DOCUMENT SECTION ▸

* * * * *

# My new beard buster!!



## unregistered55 (Mar 12, 2000)

Look what Aaron brought home for me today!!!  

A new Remington 870 SPS-T SMAG Max Turkey with the tactical/adjustable stock, and pistol grip!!









(Don't mind the speaker and cable wires in the background, still need to run those under the floor )










Look out Mr. Turkey... here I come!!! :lol:


----------



## steve1983 (Sep 26, 2006)

sweet nice gun!!!


----------



## Firemedic (Apr 5, 2005)

You won't be disappointed!


----------



## PahtridgeHunter (Sep 1, 2004)

Wow! Nice set up!:coolgleam


----------



## jeffthedj (Mar 27, 2006)

Wow! sweet gun Amy..I have a nice one also but I'll be starting out this year with my bow!


----------



## HunterHawk (Dec 8, 2005)

wow that thing is purrty... but for turkeys? :lol: j/k you better get that on video.. he is going to go POOF

i got my first turkey with a shotgun too.. you have to start somewhere  

see i get to pick on people once in a while too haha


----------



## unregistered55 (Mar 12, 2000)

Thanks guys! 




HunterHawk said:


> wow that thing is purrty... but for turkeys? :lol: j/k you better get that on video.. he is going to go POOF
> 
> i got my first turkey with a shotgun too.. you have to start somewhere
> 
> see i get to pick on people once in a while too haha


It is purrrty Hawk!! I said I wanted a camo one!! It will be on video, won't it Steve???? 

I was thinking I may still try it with a bow... just depends on my confidence with it. BUT if all else fails, I have this guy to take em down with


----------



## steve1983 (Sep 26, 2006)

AmyInMI said:


> It is purrrty Hawk!! I said I wanted a camo one!! It will be on video, won't it Steve????
> 
> I was thinking I may still try it with a bow... just depends on my confidence with it. BUT if all else fails, I have this guy to take em down with


yes it will....and your turkey is going to be bigger then hawks to!! i promise you that!!!


----------



## hplayer13 (Nov 3, 2008)

:lol::lol::lol: Hawk any advice on how NOT to become the center of allll the jokes??


----------



## old graybeard (Jan 19, 2006)

* * * * *

GIVEN DATA ▸
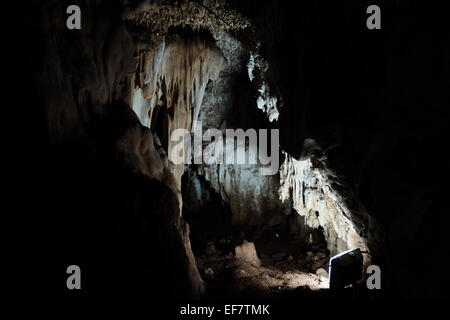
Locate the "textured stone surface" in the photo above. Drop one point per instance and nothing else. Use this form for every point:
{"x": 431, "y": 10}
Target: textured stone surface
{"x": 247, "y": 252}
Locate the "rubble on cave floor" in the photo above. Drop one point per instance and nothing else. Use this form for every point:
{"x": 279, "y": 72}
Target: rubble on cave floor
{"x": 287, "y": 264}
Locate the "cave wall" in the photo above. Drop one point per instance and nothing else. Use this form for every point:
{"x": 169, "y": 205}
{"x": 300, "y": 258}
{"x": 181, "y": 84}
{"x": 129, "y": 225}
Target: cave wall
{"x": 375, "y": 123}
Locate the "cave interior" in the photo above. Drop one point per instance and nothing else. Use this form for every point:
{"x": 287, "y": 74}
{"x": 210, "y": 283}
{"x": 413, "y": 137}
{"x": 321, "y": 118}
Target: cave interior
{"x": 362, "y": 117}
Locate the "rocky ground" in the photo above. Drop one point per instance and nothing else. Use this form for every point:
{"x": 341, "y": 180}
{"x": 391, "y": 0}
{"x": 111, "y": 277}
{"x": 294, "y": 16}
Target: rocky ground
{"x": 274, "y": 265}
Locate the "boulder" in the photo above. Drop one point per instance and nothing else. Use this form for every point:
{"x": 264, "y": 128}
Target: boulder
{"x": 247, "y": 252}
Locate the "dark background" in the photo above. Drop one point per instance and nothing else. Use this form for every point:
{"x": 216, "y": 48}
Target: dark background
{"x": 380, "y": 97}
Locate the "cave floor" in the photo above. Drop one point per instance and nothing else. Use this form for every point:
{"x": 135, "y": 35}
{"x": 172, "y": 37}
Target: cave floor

* * * * *

ASSIGNMENT ▸ Resume the forum thread about the new turkey shotgun right after its last line, starting with the post by old graybeard. The rows are separate from the forum thread about the new turkey shotgun and have nothing to do with it.

ANSWER TO THIS PROBLEM ▸
Enjoy your new gun it'll get the job done. I use a bow too but towards the end of the season when the tag is still in my pocket throwing some lead at one seems to ease the painGood-luck!


----------



## SPITFIRE (Feb 10, 2005)

Sweet gun and with you packing that,remind me to never piss you off :lol:.


----------



## QDMAMAN (Dec 8, 2004)

Wowza! It's a nice one.

Big T


----------



## BAMBAM18 (Mar 12, 2008)

Very nice good luck!!!


----------



## unregistered55 (Mar 12, 2000)

SPITFIRE said:


> Sweet gun and with you packing that,remind me to never piss you off :lol:.


:lol: :lol: :lol: :lol: Yep, just don't cross the Eaton County line and we'll be fine!! :lol 



QDMAMAN said:


> Wowza! It's a nice one.
> Big T


Thanks Tony! I am STILL waiting for Aaron to pipe in and comment on how it is HIS gun, not mine!! :lol: :lol: Bet ya he didn't think he would one day be fighting over a GUN with his wife!! :yikes: :lol:


----------



## NEMichsportsman (Jul 3, 2001)

Very nice!


----------



## TommyB (Nov 15, 2007)

That is one fine looking shotgun!!


----------



## Zarathustra (Oct 5, 2005)

Sweet! Looks like a good option for turkeys and coyotes.


----------



## Four Seasons (Dec 22, 2008)

Congrats on the new set-up! Hope it serves you well this Spring!

-FS


----------



## 3fingervic (Jan 28, 2009)

Nice rig, what loads you using in that bad boy?


----------



## chef daddy (Dec 28, 2007)

nice real nice,, iam jealous!!!  he is the man.


----------



## unregistered55 (Mar 12, 2000)

Thanks for all the comments guys! 



3fingervic said:


> Nice rig, what loads you using in that bad boy?


I haven't decided yet to be honest... probably a bit lighter of a load so it doesn't knock me on my behind!! 





chef daddy said:


> nice real nice,, i am jealous!!!  he is the man.


 :lol: too funny!! :lol: He just bought a new Matthews DXT so I think we're even right now since I just got my bow less than 2 weeks ago too!!


----------



## kristie (Apr 23, 2003)

Amy's got pics of her shooting her new bow too......


----------



## unregistered55 (Mar 12, 2000)

kristie said:


> Amy's got pics of her shooting her new bow too......


 
:yikes: Yea yea yea... shut up little birdie!!!! :lol:


----------



## kristie (Apr 23, 2003)

:lol::SHOCKED::gaga:


----------



## unregistered55 (Mar 12, 2000)

kristie said:


> :lol::SHOCKED::gaga:


All I have to say is I have a blackmail pic and I've heard karma is a b**** :lol: :evilsmile :lol: :evilsmile


----------



## kristie (Apr 23, 2003)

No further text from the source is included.